# start of Extracted data
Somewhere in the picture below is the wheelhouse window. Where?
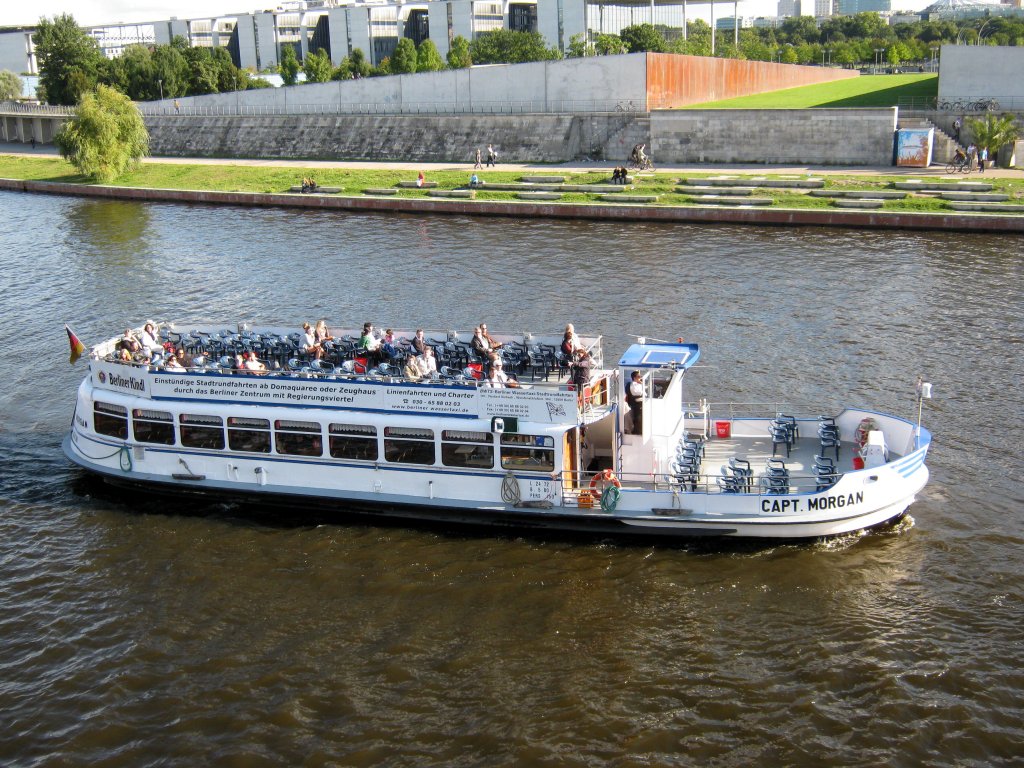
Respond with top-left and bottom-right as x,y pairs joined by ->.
441,429 -> 495,469
502,434 -> 555,472
178,414 -> 224,450
384,427 -> 435,464
92,400 -> 128,440
273,419 -> 324,456
131,408 -> 174,445
327,424 -> 378,462
227,416 -> 270,454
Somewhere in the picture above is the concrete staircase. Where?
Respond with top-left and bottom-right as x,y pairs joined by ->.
896,117 -> 958,165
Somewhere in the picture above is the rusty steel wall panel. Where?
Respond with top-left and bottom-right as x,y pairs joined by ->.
646,53 -> 859,110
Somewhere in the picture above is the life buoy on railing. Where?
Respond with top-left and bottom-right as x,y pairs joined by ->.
590,469 -> 623,490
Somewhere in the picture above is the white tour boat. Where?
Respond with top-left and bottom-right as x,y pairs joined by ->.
63,325 -> 931,539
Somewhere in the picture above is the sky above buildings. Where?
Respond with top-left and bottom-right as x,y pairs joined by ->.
0,0 -> 931,27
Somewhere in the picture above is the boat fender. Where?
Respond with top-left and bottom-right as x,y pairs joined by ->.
502,472 -> 522,507
601,485 -> 623,512
590,469 -> 623,490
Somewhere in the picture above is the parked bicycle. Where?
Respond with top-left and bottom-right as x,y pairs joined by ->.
946,155 -> 974,173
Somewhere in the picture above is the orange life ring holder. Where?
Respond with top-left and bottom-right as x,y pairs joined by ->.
590,469 -> 623,490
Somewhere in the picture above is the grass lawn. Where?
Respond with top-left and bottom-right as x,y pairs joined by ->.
0,155 -> 1024,213
685,75 -> 939,110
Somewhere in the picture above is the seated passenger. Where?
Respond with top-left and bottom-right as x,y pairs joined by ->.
299,323 -> 324,360
358,323 -> 382,364
118,328 -> 142,354
138,323 -> 163,355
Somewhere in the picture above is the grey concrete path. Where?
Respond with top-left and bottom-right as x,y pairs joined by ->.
0,142 -> 1024,179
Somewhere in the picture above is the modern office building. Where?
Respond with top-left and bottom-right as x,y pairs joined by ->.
0,0 -> 770,74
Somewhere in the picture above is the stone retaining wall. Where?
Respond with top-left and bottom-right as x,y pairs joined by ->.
145,109 -> 896,166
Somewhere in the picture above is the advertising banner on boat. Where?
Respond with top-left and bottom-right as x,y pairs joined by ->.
89,360 -> 151,396
110,370 -> 577,424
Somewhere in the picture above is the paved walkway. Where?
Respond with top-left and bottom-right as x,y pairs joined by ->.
0,142 -> 1024,179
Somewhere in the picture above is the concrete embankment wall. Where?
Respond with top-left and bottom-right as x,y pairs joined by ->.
145,110 -> 896,165
650,108 -> 897,165
0,178 -> 1024,234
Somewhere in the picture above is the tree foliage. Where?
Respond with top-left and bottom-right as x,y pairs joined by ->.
53,85 -> 150,182
967,113 -> 1020,155
391,37 -> 417,75
469,30 -> 561,65
279,44 -> 299,85
302,49 -> 333,83
447,35 -> 473,70
34,13 -> 103,106
416,39 -> 444,72
0,70 -> 25,101
618,24 -> 668,53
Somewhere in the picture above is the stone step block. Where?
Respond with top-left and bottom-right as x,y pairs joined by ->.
690,195 -> 774,207
946,201 -> 1024,214
288,185 -> 344,195
516,191 -> 562,200
808,189 -> 910,200
939,191 -> 1010,203
890,179 -> 992,191
833,198 -> 886,209
598,195 -> 657,203
676,186 -> 754,197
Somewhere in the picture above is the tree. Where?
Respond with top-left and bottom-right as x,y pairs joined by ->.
447,35 -> 473,70
967,113 -> 1020,155
391,37 -> 417,75
53,85 -> 150,182
302,49 -> 332,83
618,24 -> 667,53
0,70 -> 25,101
594,35 -> 626,56
565,32 -> 596,58
34,13 -> 103,106
348,48 -> 371,78
469,30 -> 561,65
280,44 -> 299,85
416,39 -> 444,72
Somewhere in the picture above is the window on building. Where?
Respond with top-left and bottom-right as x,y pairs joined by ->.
502,434 -> 555,472
178,414 -> 224,450
227,416 -> 270,454
327,424 -> 377,462
131,408 -> 174,445
384,427 -> 434,464
441,429 -> 495,469
273,419 -> 324,456
92,400 -> 128,440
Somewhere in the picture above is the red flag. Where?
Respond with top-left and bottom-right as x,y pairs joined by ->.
65,323 -> 85,365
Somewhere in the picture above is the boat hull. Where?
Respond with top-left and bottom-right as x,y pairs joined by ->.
62,432 -> 927,541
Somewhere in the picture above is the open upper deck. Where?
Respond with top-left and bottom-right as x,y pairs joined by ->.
90,325 -> 617,424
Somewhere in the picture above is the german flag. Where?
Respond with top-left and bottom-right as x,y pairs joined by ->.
65,323 -> 85,365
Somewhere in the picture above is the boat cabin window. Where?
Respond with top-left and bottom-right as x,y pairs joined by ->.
327,424 -> 377,462
384,427 -> 434,464
227,416 -> 270,454
650,369 -> 676,400
273,419 -> 324,456
178,414 -> 224,449
441,429 -> 495,469
131,408 -> 174,445
502,434 -> 555,472
92,400 -> 128,440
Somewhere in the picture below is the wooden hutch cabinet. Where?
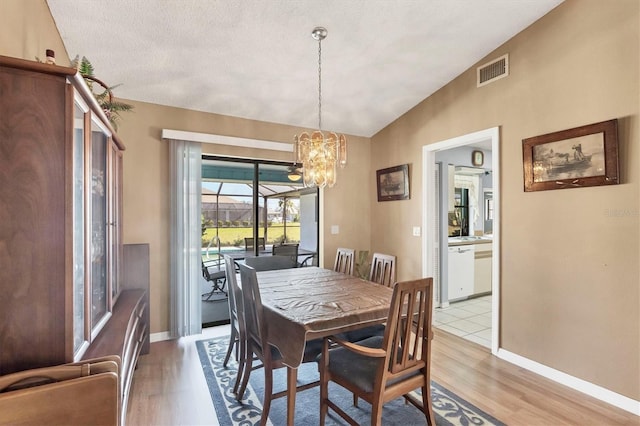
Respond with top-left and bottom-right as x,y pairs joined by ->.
0,56 -> 149,422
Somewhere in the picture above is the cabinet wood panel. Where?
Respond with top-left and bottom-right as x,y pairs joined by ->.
0,63 -> 71,374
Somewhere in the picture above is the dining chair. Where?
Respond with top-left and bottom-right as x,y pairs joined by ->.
333,247 -> 356,275
200,259 -> 227,301
244,256 -> 296,271
339,253 -> 396,342
369,253 -> 396,287
236,264 -> 322,425
271,244 -> 300,268
244,237 -> 266,251
222,255 -> 247,398
318,278 -> 435,425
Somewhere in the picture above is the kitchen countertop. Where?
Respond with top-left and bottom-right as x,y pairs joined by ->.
449,236 -> 493,246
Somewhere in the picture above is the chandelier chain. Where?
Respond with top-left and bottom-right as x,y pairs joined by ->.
318,38 -> 322,131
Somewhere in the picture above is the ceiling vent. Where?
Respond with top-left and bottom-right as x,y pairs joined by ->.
478,54 -> 509,87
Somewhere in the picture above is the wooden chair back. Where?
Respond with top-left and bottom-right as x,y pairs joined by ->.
244,237 -> 266,251
319,278 -> 435,425
333,247 -> 356,275
369,253 -> 396,287
382,278 -> 433,378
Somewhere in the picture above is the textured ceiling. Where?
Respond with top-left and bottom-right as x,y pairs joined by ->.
47,0 -> 562,136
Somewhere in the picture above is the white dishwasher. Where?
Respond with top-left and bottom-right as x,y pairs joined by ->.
448,244 -> 475,301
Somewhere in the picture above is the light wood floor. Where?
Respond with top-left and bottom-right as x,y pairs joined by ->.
127,326 -> 640,426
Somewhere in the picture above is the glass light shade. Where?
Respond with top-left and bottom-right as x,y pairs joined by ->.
294,130 -> 347,188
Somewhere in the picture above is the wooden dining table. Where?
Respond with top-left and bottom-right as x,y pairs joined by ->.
252,267 -> 393,425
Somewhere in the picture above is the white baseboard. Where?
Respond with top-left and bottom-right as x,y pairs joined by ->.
496,349 -> 640,416
149,331 -> 172,343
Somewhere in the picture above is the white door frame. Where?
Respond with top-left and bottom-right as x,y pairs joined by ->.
422,127 -> 500,355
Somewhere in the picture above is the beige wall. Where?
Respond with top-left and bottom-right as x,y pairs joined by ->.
0,0 -> 69,66
371,0 -> 640,400
0,0 -> 640,400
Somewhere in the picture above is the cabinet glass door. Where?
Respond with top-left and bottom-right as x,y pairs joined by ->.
108,143 -> 122,305
89,116 -> 109,338
73,99 -> 89,357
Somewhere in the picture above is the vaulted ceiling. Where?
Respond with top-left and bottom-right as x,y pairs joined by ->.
47,0 -> 562,136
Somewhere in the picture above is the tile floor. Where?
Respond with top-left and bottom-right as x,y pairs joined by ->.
433,295 -> 491,348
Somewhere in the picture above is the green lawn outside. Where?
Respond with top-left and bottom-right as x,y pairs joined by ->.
202,222 -> 300,247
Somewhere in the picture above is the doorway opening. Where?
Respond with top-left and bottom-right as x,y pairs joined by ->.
422,127 -> 500,354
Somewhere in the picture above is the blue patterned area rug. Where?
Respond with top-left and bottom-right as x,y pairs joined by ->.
196,336 -> 504,426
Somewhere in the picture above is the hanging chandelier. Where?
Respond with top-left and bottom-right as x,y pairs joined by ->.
293,27 -> 347,188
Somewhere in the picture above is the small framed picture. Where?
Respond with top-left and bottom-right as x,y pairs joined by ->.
522,119 -> 619,192
376,164 -> 411,201
471,150 -> 484,167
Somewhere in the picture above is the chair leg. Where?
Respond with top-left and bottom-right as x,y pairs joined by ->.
422,383 -> 436,426
236,347 -> 253,401
371,398 -> 383,426
222,327 -> 238,367
260,363 -> 273,426
318,339 -> 330,426
233,336 -> 248,399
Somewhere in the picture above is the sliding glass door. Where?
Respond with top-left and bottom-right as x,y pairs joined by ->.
202,156 -> 318,260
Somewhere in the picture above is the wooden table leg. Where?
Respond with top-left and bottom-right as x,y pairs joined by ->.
287,367 -> 298,426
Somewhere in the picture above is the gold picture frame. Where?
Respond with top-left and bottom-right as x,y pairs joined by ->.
522,119 -> 619,192
376,164 -> 411,201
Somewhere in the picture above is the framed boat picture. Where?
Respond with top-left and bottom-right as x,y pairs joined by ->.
376,164 -> 411,201
522,119 -> 619,192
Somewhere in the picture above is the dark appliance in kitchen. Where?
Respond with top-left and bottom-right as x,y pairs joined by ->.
449,188 -> 469,237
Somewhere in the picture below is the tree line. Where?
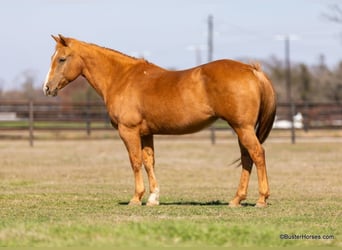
# end of Extracted data
* [Instructions for the task]: Revise the items from the line with "Somewhere in the picture above is the cabinet glass" to the line with "471,150 -> 484,167": change "hanging chandelier" to "ceiling lamp" and keep everything else the same. Return only those lines.

* [The reply]:
Somewhere in the picture above is the cabinet glass door. Where?
Respond with top-left and bottom-right as x,y pairs joined by ->.
108,143 -> 122,305
89,116 -> 109,338
73,99 -> 89,357
Somewhere in the picture above is the vaulted ceiling. Where?
Respond with top-left and bottom-right as x,y pairs joined by ->.
47,0 -> 562,136
Somewhere in the picture above is the tile floor. Where?
Respond with top-left and bottom-right as x,y pairs joined by ->.
433,295 -> 491,348
Somewhere in the picture above is the green lawn outside. Where?
Respond with top-left and bottom-right as x,y pairs joined by ->.
202,222 -> 300,247
Somewhere in the picture above is the doorway opening. Where?
Respond with top-left and bottom-right as x,y pairs joined by ->.
422,127 -> 500,354
Somewhere in the picture above is the blue patterned area rug. Where?
Respond with top-left and bottom-right as x,y pairs joined by ->.
196,336 -> 504,426
Somewhere in the picture above is the ceiling lamp. Where?
Respond with top-left and bottom-right as x,y pairs joined by ->.
293,27 -> 347,188
Somewhere in the picture above is the small framed picture. Where?
Respond with top-left and bottom-right as x,y pairs joined by ->.
522,119 -> 619,192
376,164 -> 411,201
471,150 -> 484,167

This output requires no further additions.